Please format the rows from the line with "Help me find the neighboring" to the line with "[634,247,1024,336]" as a two-column CSV headed label_text and boxes. Give one line per row, with each field quoted and line breaks turned into spaces.
BEGIN Data lines
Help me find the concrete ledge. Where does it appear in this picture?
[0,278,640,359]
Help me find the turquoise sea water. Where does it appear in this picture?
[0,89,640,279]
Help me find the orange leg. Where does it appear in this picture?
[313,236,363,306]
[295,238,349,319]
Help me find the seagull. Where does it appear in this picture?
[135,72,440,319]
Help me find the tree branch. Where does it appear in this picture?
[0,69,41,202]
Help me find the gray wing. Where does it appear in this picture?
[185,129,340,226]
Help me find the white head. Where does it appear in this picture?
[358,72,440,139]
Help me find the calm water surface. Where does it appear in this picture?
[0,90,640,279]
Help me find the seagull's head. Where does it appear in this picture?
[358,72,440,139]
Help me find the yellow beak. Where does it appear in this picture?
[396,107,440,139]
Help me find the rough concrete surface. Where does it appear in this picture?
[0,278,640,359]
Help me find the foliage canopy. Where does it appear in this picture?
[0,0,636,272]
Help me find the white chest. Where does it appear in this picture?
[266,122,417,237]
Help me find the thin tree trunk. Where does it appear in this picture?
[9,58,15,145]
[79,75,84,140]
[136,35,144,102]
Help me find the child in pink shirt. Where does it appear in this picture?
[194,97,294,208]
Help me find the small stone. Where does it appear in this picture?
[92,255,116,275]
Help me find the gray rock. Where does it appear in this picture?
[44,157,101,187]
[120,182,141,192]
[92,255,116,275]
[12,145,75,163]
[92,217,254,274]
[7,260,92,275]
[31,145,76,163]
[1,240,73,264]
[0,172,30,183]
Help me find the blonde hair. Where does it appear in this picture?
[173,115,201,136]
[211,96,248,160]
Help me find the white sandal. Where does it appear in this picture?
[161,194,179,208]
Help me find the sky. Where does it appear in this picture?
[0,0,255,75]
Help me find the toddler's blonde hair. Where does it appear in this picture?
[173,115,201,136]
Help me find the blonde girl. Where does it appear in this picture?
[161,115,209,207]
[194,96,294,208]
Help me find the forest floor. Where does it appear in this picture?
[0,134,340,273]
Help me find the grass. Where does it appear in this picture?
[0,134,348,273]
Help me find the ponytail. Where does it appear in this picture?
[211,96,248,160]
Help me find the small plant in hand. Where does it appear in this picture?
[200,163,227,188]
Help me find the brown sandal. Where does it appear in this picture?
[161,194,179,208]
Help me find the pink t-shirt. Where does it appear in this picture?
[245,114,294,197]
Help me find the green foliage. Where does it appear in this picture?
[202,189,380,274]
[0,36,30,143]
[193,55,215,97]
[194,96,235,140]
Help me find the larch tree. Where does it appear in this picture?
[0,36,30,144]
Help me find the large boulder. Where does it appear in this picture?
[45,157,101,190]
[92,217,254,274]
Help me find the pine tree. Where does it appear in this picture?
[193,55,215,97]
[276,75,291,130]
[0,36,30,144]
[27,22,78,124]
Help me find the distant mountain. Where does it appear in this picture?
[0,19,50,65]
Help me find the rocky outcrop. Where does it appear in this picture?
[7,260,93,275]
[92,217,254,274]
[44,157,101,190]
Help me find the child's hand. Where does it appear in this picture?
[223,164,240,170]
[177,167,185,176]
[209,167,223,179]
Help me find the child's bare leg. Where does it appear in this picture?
END Data lines
BEGIN Data lines
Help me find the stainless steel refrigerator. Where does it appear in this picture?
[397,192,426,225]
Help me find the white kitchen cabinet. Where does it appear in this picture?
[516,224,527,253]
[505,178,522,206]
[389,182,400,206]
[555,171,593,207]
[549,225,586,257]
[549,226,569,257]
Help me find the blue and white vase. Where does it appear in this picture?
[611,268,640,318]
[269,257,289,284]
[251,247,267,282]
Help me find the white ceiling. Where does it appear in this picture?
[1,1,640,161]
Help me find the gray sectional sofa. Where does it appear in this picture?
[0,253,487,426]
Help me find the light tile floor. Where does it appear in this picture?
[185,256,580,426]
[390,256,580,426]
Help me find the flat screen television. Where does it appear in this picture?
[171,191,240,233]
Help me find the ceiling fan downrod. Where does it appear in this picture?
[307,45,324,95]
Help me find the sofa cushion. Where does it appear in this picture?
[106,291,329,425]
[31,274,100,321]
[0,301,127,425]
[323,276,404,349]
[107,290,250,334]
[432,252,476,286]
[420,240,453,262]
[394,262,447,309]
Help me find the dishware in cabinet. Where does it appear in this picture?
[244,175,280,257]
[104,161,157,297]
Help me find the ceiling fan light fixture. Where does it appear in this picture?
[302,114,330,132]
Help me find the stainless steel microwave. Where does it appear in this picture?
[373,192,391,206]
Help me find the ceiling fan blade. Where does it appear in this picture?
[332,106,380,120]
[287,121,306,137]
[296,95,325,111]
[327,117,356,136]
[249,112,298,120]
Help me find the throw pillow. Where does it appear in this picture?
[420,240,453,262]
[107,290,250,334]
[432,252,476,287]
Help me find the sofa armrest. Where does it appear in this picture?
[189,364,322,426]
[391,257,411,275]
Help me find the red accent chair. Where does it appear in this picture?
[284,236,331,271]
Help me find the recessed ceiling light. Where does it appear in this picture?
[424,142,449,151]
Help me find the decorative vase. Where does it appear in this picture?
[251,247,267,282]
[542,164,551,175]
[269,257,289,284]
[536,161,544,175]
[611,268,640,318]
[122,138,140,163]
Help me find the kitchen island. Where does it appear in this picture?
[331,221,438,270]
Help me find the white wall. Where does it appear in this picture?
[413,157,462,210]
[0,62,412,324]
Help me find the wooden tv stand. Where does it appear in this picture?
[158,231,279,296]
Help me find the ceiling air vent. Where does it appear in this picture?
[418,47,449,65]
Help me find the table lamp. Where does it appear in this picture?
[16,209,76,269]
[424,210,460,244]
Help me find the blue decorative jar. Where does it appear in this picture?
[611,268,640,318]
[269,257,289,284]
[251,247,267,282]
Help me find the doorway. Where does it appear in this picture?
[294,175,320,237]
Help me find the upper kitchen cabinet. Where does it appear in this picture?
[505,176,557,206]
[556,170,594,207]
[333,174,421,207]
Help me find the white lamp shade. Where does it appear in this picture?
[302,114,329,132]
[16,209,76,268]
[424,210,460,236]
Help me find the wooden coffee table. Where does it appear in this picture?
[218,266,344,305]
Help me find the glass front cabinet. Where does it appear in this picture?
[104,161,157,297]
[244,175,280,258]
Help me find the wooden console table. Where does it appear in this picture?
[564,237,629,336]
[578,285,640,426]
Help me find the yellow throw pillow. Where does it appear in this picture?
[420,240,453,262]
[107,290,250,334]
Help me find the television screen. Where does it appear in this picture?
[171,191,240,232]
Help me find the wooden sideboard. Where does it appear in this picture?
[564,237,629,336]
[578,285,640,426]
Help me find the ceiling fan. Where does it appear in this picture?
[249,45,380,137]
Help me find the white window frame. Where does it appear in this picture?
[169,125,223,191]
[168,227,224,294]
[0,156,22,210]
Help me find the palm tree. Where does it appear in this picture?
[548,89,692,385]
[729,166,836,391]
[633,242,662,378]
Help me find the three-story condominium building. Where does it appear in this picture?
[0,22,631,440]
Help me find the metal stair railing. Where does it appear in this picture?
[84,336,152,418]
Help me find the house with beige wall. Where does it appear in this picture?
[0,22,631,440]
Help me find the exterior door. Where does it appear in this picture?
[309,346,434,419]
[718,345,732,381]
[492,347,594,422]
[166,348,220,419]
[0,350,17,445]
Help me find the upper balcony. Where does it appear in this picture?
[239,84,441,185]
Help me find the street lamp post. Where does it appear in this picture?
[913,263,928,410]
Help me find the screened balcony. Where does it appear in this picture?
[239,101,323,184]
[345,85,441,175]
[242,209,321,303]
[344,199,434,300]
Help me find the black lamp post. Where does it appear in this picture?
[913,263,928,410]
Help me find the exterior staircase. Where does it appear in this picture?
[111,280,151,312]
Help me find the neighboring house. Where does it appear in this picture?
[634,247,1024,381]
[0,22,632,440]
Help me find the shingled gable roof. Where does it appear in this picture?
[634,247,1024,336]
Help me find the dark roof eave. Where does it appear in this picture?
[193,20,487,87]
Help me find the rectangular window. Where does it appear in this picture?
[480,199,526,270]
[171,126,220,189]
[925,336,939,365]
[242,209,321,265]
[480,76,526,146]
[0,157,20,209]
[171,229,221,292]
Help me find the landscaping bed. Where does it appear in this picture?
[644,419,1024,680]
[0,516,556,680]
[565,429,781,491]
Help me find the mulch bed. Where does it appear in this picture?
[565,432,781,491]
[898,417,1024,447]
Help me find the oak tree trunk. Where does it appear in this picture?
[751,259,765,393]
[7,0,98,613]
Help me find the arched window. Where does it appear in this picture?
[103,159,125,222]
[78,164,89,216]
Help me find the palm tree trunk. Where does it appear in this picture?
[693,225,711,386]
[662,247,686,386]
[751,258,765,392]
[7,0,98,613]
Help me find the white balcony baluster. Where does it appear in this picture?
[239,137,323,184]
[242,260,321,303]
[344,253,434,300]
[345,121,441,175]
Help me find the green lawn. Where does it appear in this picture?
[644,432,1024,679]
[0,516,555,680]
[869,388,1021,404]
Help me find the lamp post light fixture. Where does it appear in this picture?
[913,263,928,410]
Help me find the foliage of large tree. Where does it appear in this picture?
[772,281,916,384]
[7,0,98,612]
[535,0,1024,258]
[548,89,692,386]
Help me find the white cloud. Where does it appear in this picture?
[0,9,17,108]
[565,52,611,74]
END Data lines
BEGIN Data lines
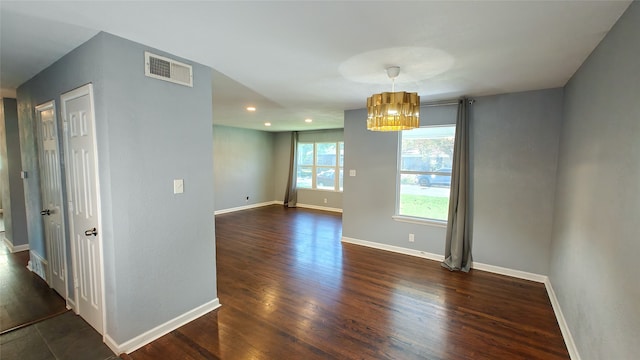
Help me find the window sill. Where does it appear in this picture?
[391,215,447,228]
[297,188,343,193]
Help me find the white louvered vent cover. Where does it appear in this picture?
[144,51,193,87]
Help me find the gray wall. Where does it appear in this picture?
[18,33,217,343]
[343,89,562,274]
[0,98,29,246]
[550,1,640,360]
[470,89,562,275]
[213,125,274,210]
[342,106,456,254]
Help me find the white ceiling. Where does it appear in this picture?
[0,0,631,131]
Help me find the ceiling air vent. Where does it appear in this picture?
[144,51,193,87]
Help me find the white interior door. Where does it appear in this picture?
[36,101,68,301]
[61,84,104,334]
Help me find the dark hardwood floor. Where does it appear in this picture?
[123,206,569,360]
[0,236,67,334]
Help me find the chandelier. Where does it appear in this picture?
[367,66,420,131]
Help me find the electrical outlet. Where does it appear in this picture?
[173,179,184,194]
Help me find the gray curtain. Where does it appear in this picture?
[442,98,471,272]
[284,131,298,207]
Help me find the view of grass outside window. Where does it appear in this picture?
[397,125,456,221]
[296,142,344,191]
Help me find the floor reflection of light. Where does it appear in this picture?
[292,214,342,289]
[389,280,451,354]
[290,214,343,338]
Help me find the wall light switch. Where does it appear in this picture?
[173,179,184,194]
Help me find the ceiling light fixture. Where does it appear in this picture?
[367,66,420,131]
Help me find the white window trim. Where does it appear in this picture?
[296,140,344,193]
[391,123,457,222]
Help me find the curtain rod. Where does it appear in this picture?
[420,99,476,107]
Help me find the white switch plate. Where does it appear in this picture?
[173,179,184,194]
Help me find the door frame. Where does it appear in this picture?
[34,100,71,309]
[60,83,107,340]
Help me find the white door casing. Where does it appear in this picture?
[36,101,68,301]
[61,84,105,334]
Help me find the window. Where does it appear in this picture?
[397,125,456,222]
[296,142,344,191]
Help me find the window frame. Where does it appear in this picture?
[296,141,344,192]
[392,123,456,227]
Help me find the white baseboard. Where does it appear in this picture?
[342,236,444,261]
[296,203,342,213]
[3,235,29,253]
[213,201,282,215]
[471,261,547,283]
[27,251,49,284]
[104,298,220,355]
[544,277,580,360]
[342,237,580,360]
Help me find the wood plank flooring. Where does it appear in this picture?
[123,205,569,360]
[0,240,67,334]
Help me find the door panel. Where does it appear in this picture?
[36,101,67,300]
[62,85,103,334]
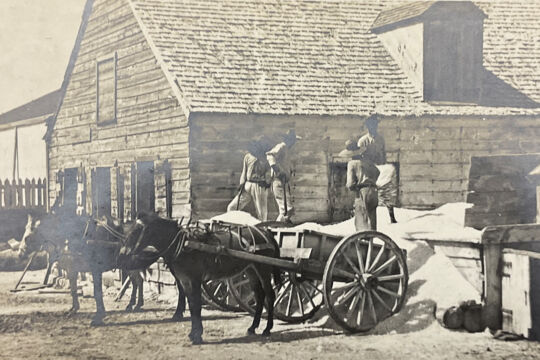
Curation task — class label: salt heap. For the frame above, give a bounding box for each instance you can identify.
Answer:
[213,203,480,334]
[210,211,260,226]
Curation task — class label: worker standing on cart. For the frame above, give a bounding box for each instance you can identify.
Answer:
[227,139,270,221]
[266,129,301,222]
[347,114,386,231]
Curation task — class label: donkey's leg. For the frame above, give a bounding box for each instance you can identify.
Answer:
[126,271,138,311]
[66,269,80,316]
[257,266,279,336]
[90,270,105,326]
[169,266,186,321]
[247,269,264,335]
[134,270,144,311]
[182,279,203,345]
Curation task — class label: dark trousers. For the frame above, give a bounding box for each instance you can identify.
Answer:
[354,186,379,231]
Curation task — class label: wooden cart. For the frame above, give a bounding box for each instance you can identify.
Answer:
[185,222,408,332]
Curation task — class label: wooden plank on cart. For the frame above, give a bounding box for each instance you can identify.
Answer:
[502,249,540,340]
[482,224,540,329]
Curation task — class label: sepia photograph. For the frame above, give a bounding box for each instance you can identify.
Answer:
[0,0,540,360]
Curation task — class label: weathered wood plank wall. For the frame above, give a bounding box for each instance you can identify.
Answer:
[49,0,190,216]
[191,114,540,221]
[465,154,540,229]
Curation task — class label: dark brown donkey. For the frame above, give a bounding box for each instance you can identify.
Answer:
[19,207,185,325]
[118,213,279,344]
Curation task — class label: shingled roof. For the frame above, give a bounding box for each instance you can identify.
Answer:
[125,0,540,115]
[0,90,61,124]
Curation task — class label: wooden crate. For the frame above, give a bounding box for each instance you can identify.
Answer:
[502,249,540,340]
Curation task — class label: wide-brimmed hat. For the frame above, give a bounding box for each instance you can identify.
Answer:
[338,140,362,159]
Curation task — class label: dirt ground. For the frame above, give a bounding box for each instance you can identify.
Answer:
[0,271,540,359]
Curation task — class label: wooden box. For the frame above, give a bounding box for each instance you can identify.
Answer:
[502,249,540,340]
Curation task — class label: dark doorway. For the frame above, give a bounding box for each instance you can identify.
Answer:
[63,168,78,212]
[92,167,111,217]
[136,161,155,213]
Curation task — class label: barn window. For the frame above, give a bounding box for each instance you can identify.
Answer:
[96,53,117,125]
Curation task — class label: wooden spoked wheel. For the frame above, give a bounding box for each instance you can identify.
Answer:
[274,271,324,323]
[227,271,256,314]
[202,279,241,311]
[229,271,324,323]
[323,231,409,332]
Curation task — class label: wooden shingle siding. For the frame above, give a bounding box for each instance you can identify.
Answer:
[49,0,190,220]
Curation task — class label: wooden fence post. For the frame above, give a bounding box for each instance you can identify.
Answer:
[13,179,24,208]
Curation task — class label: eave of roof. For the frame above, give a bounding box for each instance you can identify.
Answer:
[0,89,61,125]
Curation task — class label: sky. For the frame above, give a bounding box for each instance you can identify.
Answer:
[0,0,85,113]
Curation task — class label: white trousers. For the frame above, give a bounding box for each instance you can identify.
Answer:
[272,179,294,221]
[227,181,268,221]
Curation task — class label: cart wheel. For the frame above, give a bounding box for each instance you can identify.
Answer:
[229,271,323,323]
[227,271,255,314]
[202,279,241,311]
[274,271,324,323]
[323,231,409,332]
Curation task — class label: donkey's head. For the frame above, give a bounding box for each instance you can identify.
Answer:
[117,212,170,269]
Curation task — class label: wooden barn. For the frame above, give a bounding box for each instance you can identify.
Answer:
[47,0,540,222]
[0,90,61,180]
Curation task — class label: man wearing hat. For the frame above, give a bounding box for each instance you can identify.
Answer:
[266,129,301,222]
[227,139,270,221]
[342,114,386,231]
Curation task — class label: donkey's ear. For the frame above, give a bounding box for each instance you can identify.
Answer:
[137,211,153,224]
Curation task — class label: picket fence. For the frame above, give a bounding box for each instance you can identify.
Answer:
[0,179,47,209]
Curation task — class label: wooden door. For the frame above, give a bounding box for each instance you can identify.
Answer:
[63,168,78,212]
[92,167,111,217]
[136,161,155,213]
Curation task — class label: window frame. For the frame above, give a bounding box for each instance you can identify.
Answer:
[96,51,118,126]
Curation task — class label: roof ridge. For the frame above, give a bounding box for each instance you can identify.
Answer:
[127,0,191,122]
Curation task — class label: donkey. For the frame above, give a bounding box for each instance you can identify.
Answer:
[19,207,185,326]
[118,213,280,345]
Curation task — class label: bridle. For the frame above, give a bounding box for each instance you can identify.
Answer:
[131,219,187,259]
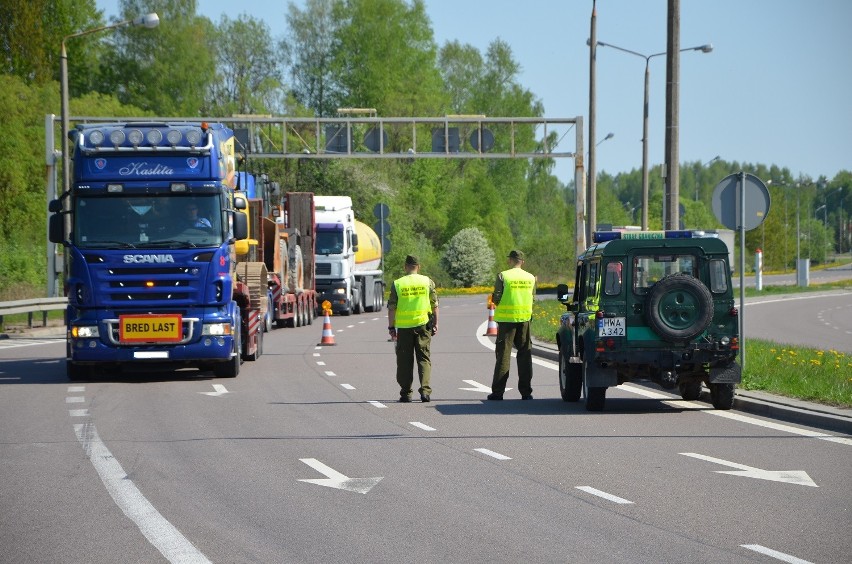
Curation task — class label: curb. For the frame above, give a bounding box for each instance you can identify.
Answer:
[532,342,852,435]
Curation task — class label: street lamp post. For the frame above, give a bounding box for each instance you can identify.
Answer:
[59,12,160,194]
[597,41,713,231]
END Data lines
Written reply:
label_text,boxes
"Help me find the neighboring house. Where does it appear in this picture?","[634,247,1024,381] [0,22,632,440]"
"Help me find the shingled gable roof. Where does it appear in this picture?","[634,247,1024,336]"